**PROBLEM STATEMENT:** Collect every line of the records below that contains the word "white", treating uppercase and lowercase letters as different.
>> Begin
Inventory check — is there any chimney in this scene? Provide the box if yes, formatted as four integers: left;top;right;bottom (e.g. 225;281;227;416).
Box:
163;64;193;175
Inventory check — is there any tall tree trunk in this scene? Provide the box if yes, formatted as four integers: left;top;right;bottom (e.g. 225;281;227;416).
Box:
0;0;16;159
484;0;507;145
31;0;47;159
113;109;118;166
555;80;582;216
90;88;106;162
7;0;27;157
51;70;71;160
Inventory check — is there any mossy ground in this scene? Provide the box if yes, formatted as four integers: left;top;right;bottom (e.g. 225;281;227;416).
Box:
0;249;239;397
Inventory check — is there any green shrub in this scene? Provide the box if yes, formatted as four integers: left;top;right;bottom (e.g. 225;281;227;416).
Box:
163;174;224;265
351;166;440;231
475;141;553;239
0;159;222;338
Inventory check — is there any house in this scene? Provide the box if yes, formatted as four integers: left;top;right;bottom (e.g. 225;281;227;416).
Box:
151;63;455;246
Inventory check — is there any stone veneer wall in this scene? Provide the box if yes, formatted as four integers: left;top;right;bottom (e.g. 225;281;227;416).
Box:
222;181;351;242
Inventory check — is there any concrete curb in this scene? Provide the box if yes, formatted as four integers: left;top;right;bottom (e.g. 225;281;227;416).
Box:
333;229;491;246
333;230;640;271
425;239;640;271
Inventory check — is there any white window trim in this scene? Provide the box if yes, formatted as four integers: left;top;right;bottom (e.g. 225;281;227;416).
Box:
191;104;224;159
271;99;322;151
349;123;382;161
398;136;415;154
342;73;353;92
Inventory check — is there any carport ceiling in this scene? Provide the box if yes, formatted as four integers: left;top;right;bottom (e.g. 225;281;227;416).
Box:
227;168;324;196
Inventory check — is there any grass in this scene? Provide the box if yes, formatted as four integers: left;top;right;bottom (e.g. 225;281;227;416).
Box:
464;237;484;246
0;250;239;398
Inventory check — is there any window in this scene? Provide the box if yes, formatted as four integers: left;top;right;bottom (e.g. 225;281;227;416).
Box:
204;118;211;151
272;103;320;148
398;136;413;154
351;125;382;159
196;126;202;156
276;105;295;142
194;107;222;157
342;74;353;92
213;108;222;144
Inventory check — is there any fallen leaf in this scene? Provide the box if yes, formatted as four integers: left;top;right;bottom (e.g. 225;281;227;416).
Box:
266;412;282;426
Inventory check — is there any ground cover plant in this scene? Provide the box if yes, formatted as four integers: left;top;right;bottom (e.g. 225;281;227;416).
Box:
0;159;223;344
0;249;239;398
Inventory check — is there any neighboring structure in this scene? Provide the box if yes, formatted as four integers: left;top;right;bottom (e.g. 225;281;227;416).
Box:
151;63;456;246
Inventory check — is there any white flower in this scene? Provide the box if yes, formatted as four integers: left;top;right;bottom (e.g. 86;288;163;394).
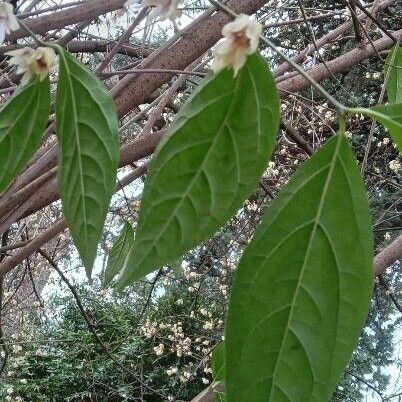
>> End
**WRITTEN SOLUTION:**
Inventory check — is there any white window trim in this scene? Provide the box if yes, formatted as four integers: left;top;right;bottom (e.g. 225;281;227;416).
Inventory check — is there any white flower in this scene? Provide the box if yes, formatted as four integers: left;top;right;bottom (e.g. 86;288;163;394).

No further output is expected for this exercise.